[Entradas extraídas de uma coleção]
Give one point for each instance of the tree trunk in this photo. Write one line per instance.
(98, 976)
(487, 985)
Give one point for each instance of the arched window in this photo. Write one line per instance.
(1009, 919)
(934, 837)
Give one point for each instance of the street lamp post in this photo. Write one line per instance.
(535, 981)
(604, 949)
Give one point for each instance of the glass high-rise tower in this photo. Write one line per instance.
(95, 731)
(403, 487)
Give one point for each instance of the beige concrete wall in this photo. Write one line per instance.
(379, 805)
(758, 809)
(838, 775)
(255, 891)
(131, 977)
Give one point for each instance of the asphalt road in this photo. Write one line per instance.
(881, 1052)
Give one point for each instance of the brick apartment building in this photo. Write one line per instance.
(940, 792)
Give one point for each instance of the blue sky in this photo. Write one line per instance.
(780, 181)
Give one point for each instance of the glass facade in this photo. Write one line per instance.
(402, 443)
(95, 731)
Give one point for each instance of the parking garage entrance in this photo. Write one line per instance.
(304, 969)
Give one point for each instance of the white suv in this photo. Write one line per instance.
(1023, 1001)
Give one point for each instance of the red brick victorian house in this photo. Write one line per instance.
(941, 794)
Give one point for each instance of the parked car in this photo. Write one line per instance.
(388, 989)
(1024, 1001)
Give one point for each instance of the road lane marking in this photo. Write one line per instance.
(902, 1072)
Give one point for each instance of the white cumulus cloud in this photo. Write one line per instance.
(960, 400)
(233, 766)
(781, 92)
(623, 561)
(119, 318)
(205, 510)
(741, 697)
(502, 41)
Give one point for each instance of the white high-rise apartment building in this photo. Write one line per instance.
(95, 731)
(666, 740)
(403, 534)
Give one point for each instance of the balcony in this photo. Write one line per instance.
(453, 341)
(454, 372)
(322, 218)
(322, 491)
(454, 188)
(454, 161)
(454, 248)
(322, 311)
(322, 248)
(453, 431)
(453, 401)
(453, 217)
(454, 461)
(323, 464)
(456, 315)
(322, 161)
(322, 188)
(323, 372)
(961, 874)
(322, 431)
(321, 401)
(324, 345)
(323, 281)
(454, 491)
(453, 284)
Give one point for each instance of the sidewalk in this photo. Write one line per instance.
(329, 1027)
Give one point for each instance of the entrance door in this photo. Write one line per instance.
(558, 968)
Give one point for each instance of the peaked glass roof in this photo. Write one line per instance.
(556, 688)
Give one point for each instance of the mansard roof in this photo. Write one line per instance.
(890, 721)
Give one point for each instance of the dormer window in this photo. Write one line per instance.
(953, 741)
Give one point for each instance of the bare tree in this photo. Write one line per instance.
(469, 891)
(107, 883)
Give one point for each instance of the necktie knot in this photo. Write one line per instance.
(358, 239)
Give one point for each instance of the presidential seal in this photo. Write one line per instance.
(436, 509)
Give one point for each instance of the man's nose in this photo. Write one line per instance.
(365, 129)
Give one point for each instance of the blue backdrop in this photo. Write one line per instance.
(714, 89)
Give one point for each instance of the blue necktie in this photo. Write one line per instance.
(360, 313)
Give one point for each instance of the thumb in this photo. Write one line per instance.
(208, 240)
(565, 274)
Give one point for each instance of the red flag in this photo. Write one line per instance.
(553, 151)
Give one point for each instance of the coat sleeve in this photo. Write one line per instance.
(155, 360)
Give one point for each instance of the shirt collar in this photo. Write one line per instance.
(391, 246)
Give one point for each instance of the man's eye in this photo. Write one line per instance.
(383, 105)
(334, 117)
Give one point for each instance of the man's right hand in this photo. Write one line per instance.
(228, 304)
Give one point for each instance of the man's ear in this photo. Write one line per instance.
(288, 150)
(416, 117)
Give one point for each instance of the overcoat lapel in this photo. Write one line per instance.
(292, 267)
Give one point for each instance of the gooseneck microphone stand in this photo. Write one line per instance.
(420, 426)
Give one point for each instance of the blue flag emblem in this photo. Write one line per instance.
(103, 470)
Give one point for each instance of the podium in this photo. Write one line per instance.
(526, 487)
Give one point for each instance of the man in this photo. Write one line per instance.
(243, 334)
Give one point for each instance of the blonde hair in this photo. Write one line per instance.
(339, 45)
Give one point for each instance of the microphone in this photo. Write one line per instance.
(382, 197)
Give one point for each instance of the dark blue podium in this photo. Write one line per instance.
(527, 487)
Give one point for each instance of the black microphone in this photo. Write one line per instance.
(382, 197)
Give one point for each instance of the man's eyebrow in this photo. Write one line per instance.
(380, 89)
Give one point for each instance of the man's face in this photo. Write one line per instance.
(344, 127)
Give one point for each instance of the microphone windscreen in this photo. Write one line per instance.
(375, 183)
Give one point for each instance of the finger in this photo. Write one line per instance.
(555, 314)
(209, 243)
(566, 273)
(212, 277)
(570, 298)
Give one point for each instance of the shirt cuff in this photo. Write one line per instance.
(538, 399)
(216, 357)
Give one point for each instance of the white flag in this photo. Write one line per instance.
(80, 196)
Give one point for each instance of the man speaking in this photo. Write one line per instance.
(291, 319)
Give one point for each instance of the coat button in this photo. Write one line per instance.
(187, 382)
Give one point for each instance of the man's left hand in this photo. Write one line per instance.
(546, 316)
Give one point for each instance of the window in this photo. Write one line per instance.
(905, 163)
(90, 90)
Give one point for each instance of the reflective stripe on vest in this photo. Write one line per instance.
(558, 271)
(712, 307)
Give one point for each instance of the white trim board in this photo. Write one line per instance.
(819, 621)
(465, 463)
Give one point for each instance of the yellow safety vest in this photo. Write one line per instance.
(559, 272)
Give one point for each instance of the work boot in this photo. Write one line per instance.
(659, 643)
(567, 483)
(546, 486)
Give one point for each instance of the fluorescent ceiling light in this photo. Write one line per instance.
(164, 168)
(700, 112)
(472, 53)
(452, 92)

OBJETIVO DA TAREFA: Reescreva as linhas dos registros, da linha que contém "Give one point for each instance of the finger" até o final dos registros, mantendo os pedidos sem alteração e aumentando em 20 cada coordenada das respostas.

RESPOSTA AO EXERCÍCIO:
Give one point for each instance of the finger in this photo. Write one line per instance.
(575, 334)
(229, 263)
(586, 293)
(232, 297)
(590, 318)
Give one point for each instance of the shirt cuff in this photo. Write one line per instance.
(558, 419)
(236, 377)
Give one point for each instance of the white flag in this photo. Write one line per instance.
(100, 216)
Give one point for each instance of the man speaking in this photo. Write one line per instance.
(311, 339)
Give one point for each instance of the coat button in this photo. Write one line per instance.
(207, 402)
Give one point for each instance of the man's left hand in this photo. Write one line per instance.
(566, 336)
Give one point for each instance of the window in this photo. Write one line per instance.
(925, 183)
(110, 110)
Give one point for each instance of the reflective stripe on vest in this photo. Write one line per instance.
(578, 291)
(732, 327)
Give one point for each instance of the white trim board in this photo. Write one line per instance.
(839, 641)
(485, 483)
Give one point for each instance of the yellow safety vest in this photo. Write one line per instance.
(579, 292)
Give one point for each instance of the work boot in this photo. Write one line per instance.
(679, 663)
(587, 503)
(566, 506)
Give one point for each instance of the fluorescent ceiling light in this photo. Write one line per instance.
(184, 188)
(720, 132)
(492, 73)
(472, 112)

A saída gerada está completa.